→ THE PROBLEM:
Lines in the listing below that hold "positive" are the ones to copy.

→ MATERIAL PROVIDED:
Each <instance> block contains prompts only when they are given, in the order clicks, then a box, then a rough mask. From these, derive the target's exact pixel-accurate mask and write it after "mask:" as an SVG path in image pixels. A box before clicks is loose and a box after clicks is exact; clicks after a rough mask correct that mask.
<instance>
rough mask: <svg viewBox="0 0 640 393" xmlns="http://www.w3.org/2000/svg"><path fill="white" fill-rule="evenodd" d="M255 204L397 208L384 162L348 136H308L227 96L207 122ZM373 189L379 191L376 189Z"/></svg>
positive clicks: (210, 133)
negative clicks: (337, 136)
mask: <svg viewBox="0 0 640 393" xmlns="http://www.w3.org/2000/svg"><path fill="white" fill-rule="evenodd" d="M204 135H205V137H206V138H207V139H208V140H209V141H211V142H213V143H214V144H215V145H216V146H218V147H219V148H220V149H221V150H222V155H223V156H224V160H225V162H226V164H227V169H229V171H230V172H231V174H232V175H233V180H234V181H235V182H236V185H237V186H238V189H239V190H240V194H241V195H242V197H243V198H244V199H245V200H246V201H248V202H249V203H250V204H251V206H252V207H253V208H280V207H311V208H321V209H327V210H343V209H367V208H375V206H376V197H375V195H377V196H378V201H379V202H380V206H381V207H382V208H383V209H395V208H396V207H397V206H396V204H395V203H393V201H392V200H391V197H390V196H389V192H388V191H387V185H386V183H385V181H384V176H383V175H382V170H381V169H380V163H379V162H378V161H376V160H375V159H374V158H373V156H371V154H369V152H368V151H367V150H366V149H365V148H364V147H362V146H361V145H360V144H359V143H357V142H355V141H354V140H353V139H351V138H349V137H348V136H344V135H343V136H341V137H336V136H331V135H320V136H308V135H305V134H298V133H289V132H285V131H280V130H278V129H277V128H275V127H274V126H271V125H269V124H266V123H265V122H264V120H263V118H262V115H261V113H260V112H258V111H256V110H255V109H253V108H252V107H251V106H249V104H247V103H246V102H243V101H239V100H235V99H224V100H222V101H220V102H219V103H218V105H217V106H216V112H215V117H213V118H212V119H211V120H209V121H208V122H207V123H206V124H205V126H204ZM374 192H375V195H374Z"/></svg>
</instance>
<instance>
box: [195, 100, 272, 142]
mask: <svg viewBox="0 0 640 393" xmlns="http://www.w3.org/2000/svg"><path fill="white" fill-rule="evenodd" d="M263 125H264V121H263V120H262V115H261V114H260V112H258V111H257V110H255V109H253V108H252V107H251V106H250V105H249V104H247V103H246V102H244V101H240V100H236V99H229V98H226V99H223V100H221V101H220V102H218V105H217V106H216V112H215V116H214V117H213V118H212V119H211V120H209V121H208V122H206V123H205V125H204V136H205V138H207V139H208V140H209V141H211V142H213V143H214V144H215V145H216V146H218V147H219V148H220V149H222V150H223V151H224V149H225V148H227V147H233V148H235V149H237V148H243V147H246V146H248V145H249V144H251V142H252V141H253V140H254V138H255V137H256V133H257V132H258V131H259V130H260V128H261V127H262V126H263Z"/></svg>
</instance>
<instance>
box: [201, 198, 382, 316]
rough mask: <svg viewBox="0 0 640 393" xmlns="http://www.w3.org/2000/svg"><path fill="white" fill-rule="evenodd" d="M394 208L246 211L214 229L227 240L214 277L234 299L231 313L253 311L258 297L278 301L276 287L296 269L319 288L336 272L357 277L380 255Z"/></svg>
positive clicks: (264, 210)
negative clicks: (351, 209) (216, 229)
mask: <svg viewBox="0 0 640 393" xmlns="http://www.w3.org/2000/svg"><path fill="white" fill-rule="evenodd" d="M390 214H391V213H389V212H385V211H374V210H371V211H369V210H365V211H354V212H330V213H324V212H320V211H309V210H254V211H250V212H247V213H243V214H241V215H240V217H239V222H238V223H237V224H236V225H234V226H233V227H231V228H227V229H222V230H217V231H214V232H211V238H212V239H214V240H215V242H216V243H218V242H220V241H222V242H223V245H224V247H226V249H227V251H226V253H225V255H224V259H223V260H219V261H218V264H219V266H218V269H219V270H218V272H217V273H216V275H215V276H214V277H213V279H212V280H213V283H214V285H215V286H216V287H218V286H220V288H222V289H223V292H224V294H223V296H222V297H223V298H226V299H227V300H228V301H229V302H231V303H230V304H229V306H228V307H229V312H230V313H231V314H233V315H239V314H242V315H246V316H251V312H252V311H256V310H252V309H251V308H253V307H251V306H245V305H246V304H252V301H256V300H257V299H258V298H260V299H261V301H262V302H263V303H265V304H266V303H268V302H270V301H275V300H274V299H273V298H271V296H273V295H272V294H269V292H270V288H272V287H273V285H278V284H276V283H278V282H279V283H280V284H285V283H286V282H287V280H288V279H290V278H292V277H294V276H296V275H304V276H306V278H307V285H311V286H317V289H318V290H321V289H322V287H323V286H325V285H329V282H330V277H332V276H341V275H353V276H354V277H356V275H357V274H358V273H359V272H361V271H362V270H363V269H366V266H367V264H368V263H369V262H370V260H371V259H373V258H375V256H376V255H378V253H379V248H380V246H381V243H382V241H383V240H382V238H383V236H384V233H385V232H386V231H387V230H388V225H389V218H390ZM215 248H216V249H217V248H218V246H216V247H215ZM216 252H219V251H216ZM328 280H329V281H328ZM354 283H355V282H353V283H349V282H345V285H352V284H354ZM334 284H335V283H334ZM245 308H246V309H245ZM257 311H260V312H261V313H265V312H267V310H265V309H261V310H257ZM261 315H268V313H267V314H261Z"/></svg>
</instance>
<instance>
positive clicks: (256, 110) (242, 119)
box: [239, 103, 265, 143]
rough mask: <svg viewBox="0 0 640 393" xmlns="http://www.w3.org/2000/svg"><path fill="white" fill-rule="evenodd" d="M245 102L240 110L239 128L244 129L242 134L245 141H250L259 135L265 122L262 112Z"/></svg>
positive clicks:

→ OUTPUT BELOW:
positive clicks: (210, 133)
positive clicks: (264, 210)
positive clicks: (256, 110) (242, 119)
positive clicks:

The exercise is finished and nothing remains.